Dataset excerpts:
= Beginning of Section =

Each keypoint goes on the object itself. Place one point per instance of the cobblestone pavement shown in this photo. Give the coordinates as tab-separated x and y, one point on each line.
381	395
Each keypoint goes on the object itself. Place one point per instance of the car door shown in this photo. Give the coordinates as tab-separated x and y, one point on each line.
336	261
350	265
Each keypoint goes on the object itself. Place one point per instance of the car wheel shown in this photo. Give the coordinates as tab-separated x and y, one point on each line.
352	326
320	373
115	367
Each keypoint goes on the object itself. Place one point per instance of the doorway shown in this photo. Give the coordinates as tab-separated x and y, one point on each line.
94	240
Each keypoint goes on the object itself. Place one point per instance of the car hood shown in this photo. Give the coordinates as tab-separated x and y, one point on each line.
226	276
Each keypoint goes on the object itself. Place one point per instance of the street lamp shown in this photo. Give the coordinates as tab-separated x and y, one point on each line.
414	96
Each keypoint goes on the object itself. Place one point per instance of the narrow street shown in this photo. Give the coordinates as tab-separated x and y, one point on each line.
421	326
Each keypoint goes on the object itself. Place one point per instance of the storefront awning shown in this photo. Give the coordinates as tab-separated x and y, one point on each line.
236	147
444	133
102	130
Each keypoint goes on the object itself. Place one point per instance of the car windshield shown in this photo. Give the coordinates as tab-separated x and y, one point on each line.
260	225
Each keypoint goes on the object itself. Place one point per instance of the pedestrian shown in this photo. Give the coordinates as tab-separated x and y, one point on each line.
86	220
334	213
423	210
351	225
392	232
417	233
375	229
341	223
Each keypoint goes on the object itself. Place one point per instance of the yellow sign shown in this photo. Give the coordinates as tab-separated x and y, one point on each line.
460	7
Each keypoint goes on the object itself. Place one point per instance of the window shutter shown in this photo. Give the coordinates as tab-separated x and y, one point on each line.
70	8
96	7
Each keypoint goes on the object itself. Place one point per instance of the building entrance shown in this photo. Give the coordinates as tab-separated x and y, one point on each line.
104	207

= End of Section =

### What to work on
The records above should be set down again word for word.

### Answer box
Each keypoint goes on the object itself. Place one point per instance of the cobblestone pavement shown in this photo. Give the coordinates as tab-separated x and y, one point on each line.
381	395
Each keypoint goes on the object itself. Place one point per instance of the car door shown in this photo. Give the coordinates as tab-separated x and y, one point on each line.
336	261
350	265
Each keypoint goes on the object itself. Place one point per instance of the car wheel shown in this photo. Give the coordinates as tab-separated x and y, one point on each line.
352	326
320	373
115	367
Each keypoint goes on the object itself. Place one point per instance of the doorway shown in this photo. Give the coordinates as tab-separated x and y, one point on each line.
94	240
Each keypoint goes on the object itself. Place one point per instance of the car hood shown in this photo. Give the coordinates as tab-separated x and y, one point on each line.
226	276
Each keypoint goes on the object itself. Place one point per instance of the street lamp shown in this photo. Give the coordinates as tab-separated x and y, one point on each line.
414	96
Each keypoint goes on the object itself. Place one point per instance of the narrow street shown in this photo. Give the coordinates as tab-separated x and y, one point on each line.
421	326
Each keypoint goes on the object itself. Place one point per instance of the storefront awning shown in this photo. Give the coordinates as tab-separated x and y, one point on each line.
236	147
444	133
102	130
Each keypoint goes on the object itself. Place one point per instance of the car windshield shown in this photo. Give the coordinates as tab-separated x and y, one point on each line.
260	225
Each keypoint goes on the object itself. Place one point per instance of the pedestrian shown in this photo. Give the coordinates as tab-separated x and y, one point on each line.
86	220
334	213
423	210
351	225
392	232
417	233
375	229
341	223
Each keypoint goes on the object itself. Place one point per instance of the yellow sign shown in this photo. Give the coordinates as tab-separated x and y, one point on each line.
460	7
Each keypoint goes on the object itself. Place one point per instance of the window shutter shown in this photo. Give the coordinates as tab-separated x and y, one point on each line.
70	8
96	7
Each keypoint goes on the object itself. Place one point per instance of the building entrance shown in this photo. Give the coordinates as tab-separated x and y, one point on each line.
104	207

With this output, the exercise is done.